> ROWS:
# # # # #
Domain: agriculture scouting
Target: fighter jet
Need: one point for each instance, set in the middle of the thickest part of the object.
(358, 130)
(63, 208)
# # # # #
> WRITTEN INSTRUCTION: Output the records above as a Markdown table with two columns, No. and Entry. Give each non-blank line its own row, numbered in order.

> TASK SOLUTION:
| No. | Entry |
|---|---|
| 1 | Domain: agriculture scouting |
| 2 | Target: fighter jet |
| 3 | Need: one point for each instance, set in the middle of the thickest part of the object. |
| 4 | (358, 130) |
| 5 | (63, 208) |